(Records from a data collection)
━━━━━━━━
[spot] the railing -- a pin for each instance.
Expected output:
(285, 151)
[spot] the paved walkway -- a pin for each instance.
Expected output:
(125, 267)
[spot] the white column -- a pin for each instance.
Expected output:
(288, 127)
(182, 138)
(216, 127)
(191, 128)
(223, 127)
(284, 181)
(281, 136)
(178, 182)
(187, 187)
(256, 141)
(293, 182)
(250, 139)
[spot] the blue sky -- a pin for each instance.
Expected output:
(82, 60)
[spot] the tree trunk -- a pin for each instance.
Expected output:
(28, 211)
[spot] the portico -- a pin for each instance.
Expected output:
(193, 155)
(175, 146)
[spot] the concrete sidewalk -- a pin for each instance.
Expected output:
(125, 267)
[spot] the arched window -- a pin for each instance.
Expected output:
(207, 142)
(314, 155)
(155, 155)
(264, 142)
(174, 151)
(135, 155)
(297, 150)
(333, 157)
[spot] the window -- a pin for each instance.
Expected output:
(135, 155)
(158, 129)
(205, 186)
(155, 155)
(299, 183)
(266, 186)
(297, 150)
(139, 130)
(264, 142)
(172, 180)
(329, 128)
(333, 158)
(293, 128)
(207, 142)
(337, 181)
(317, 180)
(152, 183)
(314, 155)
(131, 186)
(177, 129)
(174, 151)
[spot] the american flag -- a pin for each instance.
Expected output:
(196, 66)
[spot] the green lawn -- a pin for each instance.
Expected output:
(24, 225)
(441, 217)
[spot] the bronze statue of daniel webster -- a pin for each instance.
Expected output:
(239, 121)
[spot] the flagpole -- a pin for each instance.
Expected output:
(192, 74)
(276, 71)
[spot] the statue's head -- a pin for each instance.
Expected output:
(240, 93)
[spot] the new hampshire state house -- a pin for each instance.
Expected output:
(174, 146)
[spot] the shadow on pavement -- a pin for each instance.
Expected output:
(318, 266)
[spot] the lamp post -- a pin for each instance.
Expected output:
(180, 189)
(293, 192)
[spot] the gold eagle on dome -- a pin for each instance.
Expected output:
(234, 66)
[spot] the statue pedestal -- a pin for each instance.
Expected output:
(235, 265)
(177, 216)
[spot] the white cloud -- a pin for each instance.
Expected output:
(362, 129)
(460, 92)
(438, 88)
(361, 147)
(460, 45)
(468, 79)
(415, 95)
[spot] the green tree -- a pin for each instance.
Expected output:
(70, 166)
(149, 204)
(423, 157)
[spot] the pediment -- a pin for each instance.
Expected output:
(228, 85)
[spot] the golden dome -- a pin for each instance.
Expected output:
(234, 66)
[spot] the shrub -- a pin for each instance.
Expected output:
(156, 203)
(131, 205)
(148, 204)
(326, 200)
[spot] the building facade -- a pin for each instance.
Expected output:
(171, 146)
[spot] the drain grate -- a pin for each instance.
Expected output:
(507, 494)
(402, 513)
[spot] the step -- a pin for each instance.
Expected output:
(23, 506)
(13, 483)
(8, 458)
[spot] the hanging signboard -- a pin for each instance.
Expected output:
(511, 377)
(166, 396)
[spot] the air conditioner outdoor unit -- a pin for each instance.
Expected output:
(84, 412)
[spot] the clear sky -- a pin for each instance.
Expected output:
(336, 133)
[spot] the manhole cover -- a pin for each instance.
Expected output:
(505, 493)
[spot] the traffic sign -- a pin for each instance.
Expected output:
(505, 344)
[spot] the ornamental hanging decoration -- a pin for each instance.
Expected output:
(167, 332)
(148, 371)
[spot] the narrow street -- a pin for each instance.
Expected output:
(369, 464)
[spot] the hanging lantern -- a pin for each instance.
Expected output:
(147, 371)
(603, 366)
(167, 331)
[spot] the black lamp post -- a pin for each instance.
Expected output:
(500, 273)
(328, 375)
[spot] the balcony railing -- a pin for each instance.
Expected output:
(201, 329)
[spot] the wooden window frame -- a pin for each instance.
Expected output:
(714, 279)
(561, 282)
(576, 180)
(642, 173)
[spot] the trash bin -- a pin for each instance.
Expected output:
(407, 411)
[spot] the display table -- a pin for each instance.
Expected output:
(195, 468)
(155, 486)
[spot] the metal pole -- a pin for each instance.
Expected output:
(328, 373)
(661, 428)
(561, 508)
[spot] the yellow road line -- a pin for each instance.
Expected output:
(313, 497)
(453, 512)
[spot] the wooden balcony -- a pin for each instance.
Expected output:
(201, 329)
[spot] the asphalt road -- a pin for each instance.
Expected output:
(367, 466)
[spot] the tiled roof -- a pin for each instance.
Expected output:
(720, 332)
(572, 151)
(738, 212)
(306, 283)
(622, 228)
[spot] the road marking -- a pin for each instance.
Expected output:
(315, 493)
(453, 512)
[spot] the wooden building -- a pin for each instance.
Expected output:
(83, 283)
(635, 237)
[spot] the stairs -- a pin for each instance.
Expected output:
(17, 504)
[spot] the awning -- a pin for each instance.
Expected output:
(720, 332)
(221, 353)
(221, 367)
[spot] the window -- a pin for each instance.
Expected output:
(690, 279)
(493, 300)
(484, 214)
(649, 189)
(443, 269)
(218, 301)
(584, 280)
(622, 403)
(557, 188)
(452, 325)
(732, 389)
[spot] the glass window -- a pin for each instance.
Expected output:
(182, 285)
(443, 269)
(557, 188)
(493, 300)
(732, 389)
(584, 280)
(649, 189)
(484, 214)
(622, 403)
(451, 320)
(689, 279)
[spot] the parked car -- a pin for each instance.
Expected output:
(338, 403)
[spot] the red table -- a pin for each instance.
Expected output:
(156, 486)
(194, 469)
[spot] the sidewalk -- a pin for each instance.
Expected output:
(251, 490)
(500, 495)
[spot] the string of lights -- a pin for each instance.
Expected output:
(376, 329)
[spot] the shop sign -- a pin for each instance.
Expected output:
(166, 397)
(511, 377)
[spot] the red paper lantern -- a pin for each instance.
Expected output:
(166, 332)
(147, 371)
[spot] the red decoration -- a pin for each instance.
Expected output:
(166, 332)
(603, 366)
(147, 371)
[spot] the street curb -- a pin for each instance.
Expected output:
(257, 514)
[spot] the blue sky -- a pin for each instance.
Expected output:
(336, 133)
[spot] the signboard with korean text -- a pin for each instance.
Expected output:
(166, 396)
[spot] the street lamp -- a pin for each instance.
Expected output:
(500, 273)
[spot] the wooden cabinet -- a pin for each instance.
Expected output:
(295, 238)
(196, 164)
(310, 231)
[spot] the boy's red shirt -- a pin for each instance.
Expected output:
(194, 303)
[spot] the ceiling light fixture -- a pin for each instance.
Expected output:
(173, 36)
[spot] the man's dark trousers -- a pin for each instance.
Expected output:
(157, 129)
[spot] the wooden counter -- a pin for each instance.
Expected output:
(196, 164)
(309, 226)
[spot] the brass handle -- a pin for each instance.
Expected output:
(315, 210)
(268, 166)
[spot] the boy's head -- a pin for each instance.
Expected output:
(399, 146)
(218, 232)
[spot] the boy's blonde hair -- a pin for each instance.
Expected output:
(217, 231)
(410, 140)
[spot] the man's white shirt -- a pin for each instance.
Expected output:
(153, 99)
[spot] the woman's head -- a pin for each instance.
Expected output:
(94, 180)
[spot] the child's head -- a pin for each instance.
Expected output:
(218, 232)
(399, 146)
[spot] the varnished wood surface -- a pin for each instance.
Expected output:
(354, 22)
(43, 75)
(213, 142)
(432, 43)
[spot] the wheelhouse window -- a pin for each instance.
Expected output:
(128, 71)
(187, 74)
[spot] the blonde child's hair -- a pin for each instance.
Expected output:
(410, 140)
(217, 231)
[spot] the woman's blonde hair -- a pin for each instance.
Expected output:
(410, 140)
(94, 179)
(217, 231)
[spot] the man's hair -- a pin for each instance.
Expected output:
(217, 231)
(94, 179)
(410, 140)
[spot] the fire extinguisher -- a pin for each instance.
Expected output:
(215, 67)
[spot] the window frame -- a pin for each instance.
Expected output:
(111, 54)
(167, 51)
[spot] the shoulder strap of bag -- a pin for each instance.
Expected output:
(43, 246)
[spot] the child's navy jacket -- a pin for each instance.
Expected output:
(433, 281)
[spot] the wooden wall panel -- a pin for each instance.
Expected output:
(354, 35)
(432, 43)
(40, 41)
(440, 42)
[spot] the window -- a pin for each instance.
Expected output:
━━━━━━━━
Return every line of the entries above that the string "green" appears in.

[spot] the green lawn -- a pin for each instance.
[spot] the green tree -- a pin for each instance.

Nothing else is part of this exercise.